Work task
Each entry must be printed again without a single change.

Data records
^^^^^^^^^^^^^^^^

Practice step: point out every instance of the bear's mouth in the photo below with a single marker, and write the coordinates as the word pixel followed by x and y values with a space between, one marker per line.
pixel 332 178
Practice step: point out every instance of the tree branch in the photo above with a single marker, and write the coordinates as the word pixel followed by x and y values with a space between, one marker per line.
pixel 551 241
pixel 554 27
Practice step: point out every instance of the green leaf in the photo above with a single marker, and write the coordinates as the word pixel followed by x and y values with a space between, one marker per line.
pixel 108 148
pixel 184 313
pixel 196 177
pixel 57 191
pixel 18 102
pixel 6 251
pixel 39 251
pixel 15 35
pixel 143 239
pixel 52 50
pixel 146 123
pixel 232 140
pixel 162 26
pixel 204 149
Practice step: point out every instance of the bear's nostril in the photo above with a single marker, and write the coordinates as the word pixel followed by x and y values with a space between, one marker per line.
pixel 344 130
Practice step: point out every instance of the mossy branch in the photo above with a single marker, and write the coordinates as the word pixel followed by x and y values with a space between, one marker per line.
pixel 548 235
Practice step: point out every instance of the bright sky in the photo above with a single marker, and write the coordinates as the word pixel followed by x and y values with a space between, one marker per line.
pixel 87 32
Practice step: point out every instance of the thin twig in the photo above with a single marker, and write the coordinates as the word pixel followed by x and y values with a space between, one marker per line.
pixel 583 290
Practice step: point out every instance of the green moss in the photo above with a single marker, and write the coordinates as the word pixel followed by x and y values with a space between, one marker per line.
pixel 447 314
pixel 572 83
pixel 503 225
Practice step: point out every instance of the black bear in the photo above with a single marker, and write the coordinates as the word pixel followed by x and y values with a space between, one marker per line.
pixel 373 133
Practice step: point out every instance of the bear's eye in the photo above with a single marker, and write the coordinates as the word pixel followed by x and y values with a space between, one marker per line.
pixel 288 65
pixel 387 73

^^^^^^^^^^^^^^^^

Result of this exercise
Practice step: point out every instance of the bear's mouth in the photo below with a single marker, and write the coordinates as the word pixel followed by x and y values with a space between, one marker per line.
pixel 332 178
Practice step: point out every instance of the tree branch in the photo above with a single marker, and write the coordinates as the word pixel followed by x and y values with a space between, one marker per line.
pixel 551 241
pixel 554 27
Practice step: point out every instance of the green leaf in the photo above with a single marker, and write the coordinates as the word pixel followed by x and y values with a space between, one marker per line.
pixel 108 148
pixel 184 313
pixel 196 177
pixel 57 191
pixel 18 102
pixel 6 251
pixel 39 251
pixel 15 35
pixel 143 239
pixel 52 50
pixel 146 123
pixel 232 140
pixel 162 26
pixel 204 149
Practice step: point out every instance of the bear's nostril in the photo above with a single marker, and write the coordinates as the word pixel followed by x and y values with a space between, one marker per line.
pixel 344 130
Practice step: point out every instance of the mossy branch in the photo above with a single marker, and write the coordinates as the word pixel followed by x and y values with a space between, one marker per line.
pixel 548 235
Practice step: point out every instance of the bright sky in the photo above with a single marker, and write the coordinates as the word pixel followed by x and y values with a space between, one marker per line.
pixel 87 32
Practice step: point out every instance of the thin twig in the photo above with a single marker, and write the coordinates as the word pixel followed by x and y values with a space between, one marker per line.
pixel 583 290
Practice step: point out every instance of the green moss in the photo above with a single marker, and write the coordinates as the word pixel followed by x and y values with a space between, one marker per line.
pixel 447 314
pixel 572 83
pixel 503 225
Practice step: point out every instance of the black bear in the photo above with a single marker, and write the coordinates as the word pixel followed by x and y values with a space between, one marker per line.
pixel 373 133
Practice step: point out every instance of the bear's eye in the photo above with a single marker, and write the coordinates as the word pixel followed by x and y values with a space between, one marker per line.
pixel 288 65
pixel 387 73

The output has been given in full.